Data to use
>> Begin
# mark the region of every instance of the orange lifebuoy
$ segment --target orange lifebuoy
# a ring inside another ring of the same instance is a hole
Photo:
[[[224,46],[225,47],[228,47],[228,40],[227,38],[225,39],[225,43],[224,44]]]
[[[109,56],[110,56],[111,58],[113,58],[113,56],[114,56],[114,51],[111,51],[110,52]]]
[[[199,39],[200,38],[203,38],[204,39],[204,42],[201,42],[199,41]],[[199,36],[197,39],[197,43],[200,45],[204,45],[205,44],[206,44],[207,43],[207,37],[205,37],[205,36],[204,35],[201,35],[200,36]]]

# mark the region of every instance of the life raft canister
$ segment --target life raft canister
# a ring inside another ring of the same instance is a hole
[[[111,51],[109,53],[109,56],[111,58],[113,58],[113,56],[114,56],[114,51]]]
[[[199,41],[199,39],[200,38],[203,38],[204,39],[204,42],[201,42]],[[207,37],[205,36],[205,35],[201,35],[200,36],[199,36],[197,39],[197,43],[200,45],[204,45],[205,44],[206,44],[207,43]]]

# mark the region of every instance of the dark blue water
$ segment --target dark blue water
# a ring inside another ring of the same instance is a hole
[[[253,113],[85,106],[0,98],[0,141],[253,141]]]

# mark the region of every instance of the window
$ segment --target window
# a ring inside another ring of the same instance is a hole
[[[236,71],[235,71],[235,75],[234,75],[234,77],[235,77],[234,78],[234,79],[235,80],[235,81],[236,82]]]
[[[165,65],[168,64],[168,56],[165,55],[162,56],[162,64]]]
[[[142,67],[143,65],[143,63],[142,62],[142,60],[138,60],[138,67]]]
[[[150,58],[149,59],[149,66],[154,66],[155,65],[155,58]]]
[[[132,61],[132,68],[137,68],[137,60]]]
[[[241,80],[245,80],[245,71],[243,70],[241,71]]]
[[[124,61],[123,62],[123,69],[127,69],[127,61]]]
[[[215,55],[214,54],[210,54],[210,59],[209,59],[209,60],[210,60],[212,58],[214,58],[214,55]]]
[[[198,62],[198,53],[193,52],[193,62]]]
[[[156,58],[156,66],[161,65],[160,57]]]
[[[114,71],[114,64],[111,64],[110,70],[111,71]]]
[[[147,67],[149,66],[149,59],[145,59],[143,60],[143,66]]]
>> End
Written problem
Reproduce every line of the material above, from its first line through the line containing "[[[253,113],[85,106],[0,98],[0,141],[253,141]]]", and shift each polygon coordinate by -75.

Output of the task
# mark the region of every instance of the orange lifebuoy
$ segment --target orange lifebuoy
# a ring inside another ring of the same instance is a hole
Photo:
[[[149,-29],[150,-28],[153,-28],[153,-35],[152,-37],[150,-36],[150,-32],[149,-31]]]
[[[34,-19],[35,-19],[36,-17],[38,-17],[38,-19],[39,-19],[39,-24],[36,-24],[35,-23]]]
[[[124,-36],[125,-37],[128,-37],[129,-36],[129,-33],[126,-33],[124,-34]],[[124,-39],[122,-36],[122,-32],[125,-30],[129,-30],[130,-31],[131,-31],[132,-32],[132,-38],[130,-38],[130,-39],[129,-40],[126,-40],[125,-39]]]

# mark the region of every instance of the life raft canister
$ segment --target life raft canister
# a ring inside another ring of the same instance is a hole
[[[36,-24],[34,-22],[34,-19],[36,-17],[38,-17],[38,-19],[39,-19],[39,-24]]]
[[[124,-34],[124,-36],[125,-37],[128,-37],[129,-36],[129,-33],[126,-33]],[[132,-38],[130,-39],[130,-40],[126,-40],[125,-39],[124,-39],[122,-36],[122,-32],[125,-30],[129,-30],[130,-31],[131,-31],[132,-32]]]

# mark the region of every instance of the dark blue water
$ segment --target dark blue water
# a ring inside another ring of the same instance is a hole
[[[178,38],[10,31],[-75,23],[-75,66],[178,66]]]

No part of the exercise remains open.